> **Work required**
Tell how many lines of the entries below include the string "tree". Respond with the number alone.

> **Stored data entries**

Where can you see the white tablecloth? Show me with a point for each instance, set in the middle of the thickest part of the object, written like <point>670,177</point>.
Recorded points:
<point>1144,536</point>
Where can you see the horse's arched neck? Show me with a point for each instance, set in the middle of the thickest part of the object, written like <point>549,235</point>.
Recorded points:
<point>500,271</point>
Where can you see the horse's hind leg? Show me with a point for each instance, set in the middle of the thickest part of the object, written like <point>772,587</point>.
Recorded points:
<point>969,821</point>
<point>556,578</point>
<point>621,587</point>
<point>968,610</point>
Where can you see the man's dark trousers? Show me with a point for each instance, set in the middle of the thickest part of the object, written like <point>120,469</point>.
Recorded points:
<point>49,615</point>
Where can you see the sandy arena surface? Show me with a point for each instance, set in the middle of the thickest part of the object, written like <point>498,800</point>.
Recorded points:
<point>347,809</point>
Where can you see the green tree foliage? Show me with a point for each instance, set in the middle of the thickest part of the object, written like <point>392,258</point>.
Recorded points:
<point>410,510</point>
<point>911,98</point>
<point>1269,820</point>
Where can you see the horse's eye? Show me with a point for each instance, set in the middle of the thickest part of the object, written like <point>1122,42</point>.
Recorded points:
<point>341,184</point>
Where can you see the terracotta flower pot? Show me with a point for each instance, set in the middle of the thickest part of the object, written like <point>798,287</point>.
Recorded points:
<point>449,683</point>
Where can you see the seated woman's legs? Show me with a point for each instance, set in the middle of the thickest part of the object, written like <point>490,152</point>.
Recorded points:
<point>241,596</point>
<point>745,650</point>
...
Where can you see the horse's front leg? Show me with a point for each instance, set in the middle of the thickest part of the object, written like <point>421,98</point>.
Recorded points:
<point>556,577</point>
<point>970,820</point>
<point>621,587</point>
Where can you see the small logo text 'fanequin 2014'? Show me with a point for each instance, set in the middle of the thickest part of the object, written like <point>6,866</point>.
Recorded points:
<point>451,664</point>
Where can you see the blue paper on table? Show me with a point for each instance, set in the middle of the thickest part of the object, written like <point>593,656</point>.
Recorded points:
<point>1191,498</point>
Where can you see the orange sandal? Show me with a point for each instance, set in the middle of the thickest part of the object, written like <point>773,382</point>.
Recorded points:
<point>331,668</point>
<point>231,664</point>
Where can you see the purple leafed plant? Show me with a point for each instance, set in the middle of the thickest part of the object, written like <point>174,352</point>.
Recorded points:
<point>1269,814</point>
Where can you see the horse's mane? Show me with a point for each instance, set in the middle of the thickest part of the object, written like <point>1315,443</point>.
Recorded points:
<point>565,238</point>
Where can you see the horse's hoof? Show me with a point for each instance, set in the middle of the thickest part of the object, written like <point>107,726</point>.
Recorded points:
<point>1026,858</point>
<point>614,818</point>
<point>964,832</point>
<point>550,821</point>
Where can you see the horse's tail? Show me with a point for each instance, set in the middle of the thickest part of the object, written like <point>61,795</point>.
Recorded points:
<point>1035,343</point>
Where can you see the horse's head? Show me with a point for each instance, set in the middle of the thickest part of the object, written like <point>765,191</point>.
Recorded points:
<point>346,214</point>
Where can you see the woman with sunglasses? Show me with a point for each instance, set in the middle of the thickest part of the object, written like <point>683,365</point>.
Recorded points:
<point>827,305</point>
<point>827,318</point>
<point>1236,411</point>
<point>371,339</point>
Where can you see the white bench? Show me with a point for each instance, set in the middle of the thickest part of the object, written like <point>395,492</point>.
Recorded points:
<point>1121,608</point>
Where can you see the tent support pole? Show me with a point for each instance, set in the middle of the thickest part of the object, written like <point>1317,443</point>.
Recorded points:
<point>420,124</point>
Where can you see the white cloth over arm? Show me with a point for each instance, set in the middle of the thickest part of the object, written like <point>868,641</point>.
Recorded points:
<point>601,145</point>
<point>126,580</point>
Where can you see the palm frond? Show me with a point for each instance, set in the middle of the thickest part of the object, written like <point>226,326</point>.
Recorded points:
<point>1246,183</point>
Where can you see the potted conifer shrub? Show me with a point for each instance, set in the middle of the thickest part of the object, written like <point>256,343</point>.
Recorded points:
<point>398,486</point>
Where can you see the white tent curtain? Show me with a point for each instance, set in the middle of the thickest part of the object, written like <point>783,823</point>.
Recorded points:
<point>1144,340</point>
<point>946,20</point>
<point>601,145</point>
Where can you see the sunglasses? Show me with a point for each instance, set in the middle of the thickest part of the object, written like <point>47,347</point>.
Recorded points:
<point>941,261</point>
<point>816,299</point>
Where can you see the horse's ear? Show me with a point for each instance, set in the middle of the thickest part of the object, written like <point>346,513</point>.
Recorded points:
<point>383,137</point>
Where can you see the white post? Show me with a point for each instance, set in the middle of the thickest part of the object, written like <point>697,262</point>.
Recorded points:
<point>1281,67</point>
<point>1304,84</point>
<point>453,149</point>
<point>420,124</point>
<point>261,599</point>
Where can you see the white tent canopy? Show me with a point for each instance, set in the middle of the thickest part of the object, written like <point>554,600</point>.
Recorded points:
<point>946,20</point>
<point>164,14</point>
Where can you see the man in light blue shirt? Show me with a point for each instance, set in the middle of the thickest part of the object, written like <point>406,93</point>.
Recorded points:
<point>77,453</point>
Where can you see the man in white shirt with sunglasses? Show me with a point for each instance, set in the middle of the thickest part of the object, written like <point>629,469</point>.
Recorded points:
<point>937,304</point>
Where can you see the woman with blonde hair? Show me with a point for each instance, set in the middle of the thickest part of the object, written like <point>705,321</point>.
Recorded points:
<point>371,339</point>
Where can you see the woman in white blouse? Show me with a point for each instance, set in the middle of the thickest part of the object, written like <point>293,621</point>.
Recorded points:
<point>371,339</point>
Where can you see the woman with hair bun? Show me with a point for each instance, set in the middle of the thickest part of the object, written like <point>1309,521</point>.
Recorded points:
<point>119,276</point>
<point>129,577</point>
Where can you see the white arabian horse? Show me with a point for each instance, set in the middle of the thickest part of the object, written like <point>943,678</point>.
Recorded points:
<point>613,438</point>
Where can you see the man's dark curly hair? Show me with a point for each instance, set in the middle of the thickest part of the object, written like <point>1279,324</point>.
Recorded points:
...
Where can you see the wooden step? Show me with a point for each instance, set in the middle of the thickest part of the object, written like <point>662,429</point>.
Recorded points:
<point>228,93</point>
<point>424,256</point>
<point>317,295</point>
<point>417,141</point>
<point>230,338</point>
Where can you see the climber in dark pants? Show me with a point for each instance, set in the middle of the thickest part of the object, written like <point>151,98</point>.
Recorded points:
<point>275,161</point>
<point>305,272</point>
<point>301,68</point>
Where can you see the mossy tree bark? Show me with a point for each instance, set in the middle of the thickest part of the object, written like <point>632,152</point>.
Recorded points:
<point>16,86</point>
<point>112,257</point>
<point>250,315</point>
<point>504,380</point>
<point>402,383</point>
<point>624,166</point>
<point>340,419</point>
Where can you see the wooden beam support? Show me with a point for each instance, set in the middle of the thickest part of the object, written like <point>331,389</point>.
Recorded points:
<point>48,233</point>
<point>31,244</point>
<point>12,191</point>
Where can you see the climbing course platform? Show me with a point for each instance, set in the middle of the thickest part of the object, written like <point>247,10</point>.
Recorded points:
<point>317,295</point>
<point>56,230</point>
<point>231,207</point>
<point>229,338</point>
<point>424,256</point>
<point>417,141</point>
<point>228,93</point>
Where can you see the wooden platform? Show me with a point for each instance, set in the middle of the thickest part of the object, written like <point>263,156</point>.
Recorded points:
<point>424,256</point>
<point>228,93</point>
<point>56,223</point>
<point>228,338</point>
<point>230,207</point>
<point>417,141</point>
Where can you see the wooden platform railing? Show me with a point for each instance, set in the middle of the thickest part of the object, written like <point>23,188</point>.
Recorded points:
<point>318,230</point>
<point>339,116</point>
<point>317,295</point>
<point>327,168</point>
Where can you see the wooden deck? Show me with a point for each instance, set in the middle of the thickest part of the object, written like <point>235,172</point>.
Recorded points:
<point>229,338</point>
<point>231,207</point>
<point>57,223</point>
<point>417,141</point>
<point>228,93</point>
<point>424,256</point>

> **Response to the task**
2